**Description of the task**
Copy out exactly the lines from the one containing "Where can the tile" to the end of the records below, both included, and nothing else.

**Task data**
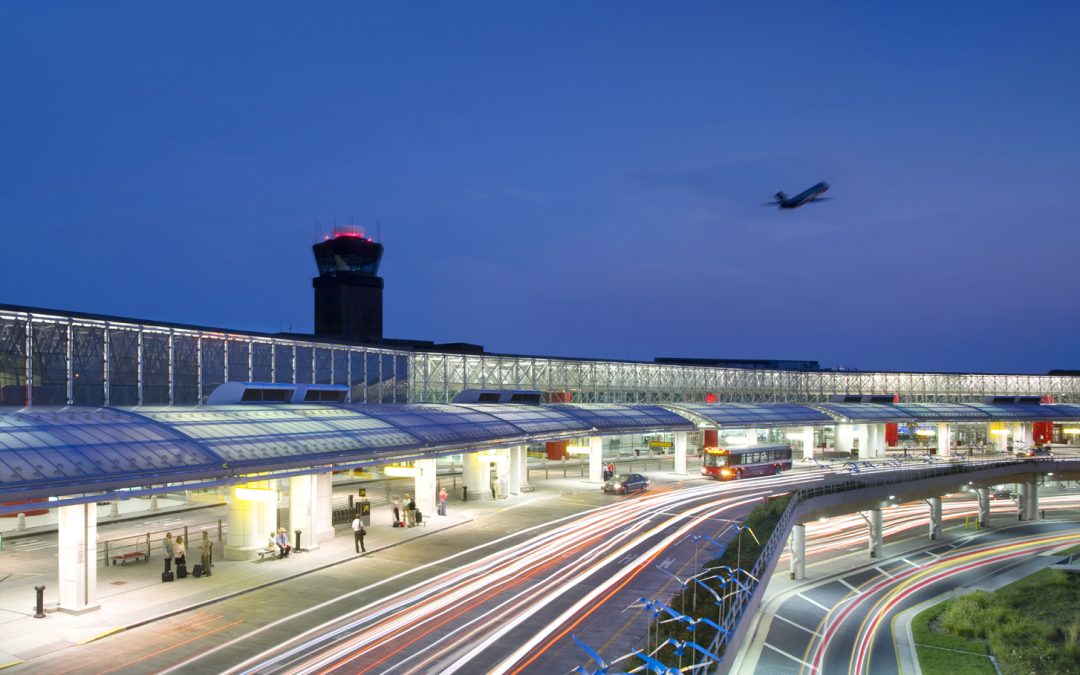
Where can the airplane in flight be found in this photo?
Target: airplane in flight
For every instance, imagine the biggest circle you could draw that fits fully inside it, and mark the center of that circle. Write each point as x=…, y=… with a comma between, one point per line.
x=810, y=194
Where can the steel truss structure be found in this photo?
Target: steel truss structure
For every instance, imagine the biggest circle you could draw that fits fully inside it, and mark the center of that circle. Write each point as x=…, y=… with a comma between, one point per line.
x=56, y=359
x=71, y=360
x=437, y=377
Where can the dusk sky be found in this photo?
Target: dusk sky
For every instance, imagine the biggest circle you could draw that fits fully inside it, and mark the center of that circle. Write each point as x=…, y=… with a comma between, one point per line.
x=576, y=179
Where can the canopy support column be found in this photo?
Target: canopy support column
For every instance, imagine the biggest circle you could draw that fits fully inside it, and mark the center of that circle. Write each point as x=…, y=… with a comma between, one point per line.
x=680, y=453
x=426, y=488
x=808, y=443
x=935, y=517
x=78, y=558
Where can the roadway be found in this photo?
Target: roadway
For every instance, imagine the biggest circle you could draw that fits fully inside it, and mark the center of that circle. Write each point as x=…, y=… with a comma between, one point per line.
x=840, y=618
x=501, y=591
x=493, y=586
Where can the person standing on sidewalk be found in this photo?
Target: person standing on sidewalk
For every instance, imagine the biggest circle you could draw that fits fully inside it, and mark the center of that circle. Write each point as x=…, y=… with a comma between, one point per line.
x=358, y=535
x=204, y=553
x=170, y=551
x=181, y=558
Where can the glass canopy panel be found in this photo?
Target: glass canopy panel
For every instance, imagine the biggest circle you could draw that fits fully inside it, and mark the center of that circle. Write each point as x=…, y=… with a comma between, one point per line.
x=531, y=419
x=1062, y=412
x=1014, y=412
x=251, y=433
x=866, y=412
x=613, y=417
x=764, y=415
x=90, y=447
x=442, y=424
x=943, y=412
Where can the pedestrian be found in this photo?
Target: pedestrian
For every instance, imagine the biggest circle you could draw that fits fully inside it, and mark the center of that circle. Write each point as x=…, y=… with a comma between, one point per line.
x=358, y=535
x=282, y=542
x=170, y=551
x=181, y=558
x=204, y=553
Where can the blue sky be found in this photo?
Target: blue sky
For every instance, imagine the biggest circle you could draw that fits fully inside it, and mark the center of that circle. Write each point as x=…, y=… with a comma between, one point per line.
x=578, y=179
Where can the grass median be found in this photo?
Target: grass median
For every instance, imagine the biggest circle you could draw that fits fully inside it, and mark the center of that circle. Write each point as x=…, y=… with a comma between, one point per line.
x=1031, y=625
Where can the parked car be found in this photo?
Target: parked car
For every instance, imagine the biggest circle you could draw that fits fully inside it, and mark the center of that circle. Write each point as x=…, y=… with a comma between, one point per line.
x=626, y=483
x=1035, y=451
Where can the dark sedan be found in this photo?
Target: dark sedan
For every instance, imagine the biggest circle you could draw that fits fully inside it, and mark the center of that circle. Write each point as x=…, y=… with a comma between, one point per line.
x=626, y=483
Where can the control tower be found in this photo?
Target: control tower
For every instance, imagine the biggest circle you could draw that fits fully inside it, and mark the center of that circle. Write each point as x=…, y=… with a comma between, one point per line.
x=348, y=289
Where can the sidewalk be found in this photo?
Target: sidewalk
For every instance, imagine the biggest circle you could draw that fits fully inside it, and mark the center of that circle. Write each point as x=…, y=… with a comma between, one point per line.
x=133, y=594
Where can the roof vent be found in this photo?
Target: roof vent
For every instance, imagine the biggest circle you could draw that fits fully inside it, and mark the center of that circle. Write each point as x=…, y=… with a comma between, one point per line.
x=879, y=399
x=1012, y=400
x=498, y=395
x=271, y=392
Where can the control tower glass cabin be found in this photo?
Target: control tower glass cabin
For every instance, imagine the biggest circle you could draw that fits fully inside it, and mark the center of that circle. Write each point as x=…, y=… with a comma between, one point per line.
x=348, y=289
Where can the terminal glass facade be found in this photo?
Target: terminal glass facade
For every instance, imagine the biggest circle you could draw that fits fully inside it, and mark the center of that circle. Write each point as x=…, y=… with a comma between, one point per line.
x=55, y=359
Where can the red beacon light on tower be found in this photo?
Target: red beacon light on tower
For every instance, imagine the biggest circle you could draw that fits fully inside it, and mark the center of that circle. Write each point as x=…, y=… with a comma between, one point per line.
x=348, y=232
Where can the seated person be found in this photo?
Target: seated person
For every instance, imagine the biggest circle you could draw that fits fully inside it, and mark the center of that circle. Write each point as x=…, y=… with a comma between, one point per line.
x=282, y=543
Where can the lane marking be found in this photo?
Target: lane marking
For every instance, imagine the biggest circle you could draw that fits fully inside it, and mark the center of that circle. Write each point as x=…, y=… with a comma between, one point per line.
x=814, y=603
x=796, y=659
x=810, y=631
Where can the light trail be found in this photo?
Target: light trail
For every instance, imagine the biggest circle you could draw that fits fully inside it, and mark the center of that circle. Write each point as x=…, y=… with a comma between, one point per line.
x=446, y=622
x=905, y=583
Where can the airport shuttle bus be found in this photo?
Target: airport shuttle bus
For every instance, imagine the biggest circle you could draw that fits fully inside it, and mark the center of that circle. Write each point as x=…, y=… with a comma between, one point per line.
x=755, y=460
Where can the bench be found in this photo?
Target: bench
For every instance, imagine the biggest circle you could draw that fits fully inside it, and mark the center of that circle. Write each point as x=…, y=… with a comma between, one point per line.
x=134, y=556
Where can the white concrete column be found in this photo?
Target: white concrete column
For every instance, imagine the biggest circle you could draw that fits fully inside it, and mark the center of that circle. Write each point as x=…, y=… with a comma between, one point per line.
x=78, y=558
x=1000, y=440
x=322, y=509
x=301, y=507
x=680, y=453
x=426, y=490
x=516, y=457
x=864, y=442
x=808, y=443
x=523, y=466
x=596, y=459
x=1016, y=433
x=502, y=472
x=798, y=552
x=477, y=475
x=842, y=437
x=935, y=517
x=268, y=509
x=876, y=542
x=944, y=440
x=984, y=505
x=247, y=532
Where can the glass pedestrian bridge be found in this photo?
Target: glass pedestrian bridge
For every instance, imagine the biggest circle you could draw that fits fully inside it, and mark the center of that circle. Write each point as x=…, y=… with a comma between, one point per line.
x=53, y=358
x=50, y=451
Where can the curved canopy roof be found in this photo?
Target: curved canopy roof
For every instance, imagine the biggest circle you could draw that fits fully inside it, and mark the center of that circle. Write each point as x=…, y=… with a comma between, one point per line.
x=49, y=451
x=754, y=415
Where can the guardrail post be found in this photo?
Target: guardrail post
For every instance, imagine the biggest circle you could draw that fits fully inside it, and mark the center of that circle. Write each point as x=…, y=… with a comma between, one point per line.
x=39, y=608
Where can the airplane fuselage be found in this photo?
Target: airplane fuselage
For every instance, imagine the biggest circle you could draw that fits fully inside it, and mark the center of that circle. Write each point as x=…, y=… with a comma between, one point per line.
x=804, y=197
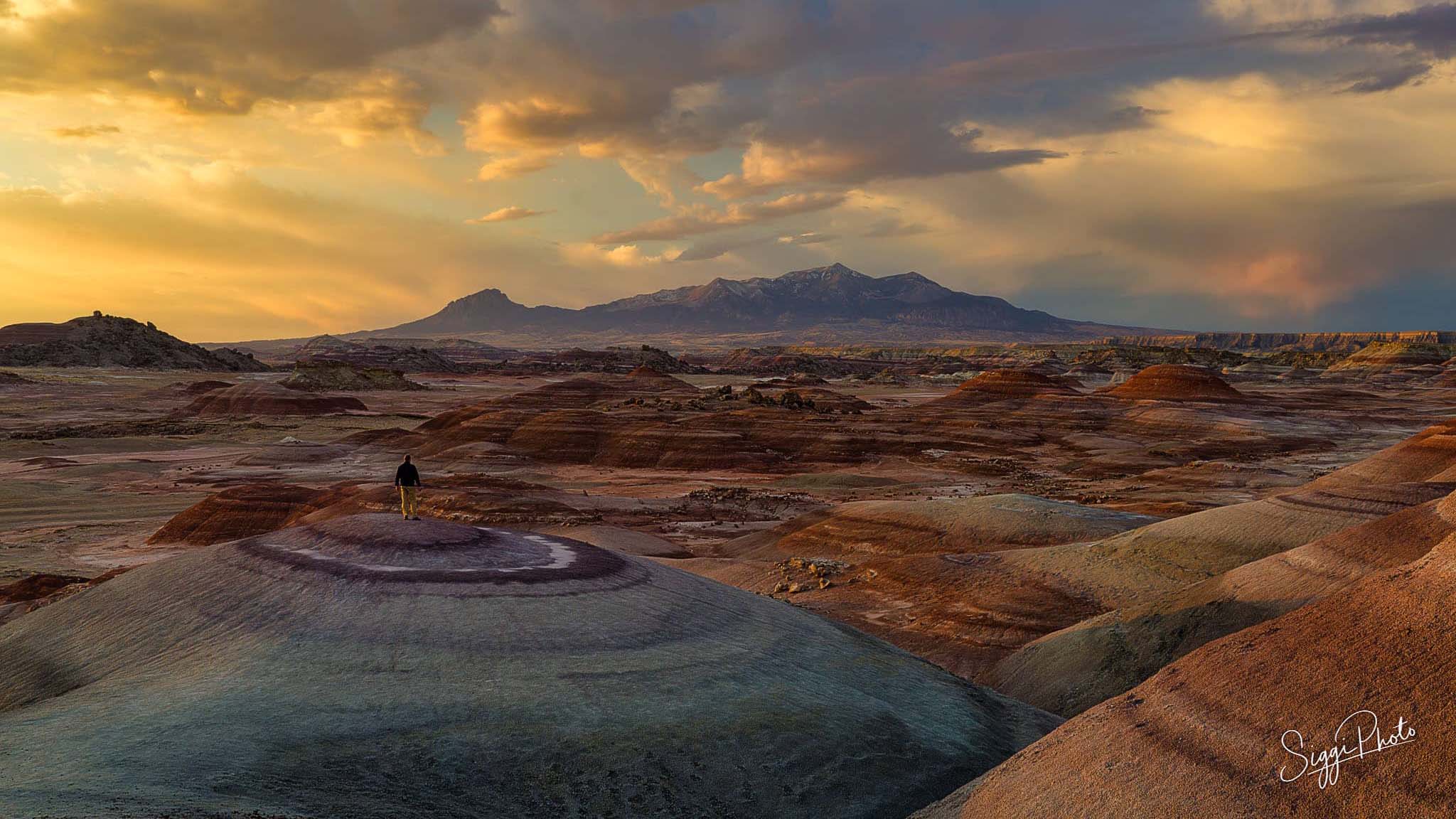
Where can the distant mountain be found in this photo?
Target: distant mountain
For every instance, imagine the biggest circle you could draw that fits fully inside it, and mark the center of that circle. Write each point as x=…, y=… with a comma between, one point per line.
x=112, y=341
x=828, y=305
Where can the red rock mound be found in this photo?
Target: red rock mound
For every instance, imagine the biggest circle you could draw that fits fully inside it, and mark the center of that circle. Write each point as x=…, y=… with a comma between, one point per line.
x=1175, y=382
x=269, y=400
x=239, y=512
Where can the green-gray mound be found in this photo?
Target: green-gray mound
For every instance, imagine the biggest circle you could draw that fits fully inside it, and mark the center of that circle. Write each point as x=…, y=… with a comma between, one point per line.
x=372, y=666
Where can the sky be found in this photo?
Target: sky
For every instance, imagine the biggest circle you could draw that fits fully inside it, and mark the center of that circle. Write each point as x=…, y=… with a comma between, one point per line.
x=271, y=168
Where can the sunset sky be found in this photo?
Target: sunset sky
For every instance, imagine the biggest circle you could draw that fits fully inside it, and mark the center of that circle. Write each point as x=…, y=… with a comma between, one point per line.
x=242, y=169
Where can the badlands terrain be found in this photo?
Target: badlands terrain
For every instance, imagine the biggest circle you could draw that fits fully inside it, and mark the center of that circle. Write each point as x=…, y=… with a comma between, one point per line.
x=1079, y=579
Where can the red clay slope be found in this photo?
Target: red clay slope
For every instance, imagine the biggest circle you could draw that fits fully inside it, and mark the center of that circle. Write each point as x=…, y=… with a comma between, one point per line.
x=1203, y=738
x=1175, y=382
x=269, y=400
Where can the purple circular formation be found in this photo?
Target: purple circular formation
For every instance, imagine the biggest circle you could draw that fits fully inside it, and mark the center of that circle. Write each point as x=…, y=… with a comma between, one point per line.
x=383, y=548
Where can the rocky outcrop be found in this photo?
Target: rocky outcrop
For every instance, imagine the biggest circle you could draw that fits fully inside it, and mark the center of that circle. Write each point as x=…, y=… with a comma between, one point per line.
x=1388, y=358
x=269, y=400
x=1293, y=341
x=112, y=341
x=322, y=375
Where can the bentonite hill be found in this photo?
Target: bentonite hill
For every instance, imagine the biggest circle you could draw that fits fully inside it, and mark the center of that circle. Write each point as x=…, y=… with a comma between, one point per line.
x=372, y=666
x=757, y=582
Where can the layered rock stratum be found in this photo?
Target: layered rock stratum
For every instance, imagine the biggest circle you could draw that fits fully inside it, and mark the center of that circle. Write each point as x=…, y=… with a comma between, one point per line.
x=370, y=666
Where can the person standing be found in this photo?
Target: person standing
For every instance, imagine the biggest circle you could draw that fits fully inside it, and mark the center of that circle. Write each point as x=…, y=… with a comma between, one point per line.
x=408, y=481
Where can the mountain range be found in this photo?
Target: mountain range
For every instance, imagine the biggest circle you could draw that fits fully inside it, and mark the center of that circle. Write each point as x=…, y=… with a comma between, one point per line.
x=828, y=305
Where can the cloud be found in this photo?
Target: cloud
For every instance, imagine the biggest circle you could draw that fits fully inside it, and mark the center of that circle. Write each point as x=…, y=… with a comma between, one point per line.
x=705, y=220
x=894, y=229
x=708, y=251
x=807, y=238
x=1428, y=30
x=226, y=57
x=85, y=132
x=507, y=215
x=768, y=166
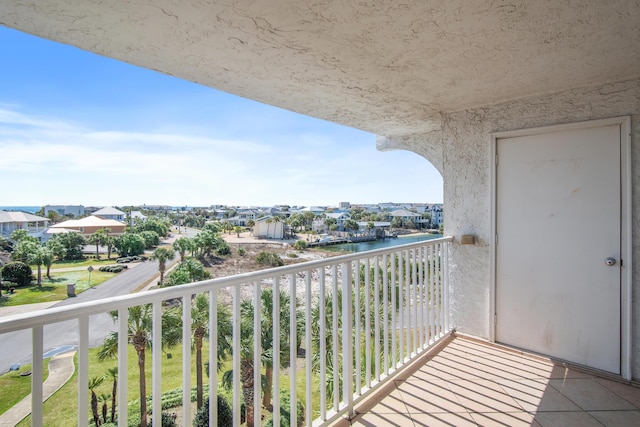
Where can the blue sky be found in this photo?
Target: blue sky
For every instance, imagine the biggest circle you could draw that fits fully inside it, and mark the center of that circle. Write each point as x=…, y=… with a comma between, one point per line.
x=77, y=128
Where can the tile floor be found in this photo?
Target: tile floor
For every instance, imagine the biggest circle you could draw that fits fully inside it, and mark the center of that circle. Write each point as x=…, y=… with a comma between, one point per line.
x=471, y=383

**Solution for this problem**
Where can the tile floor be found in this photo?
Target: tile floor
For every instance, imagine the biggest circle you could draw that fits fully inside it, and mark the center of that circle. Write each point as x=…, y=… with a comma between, one point per line.
x=471, y=383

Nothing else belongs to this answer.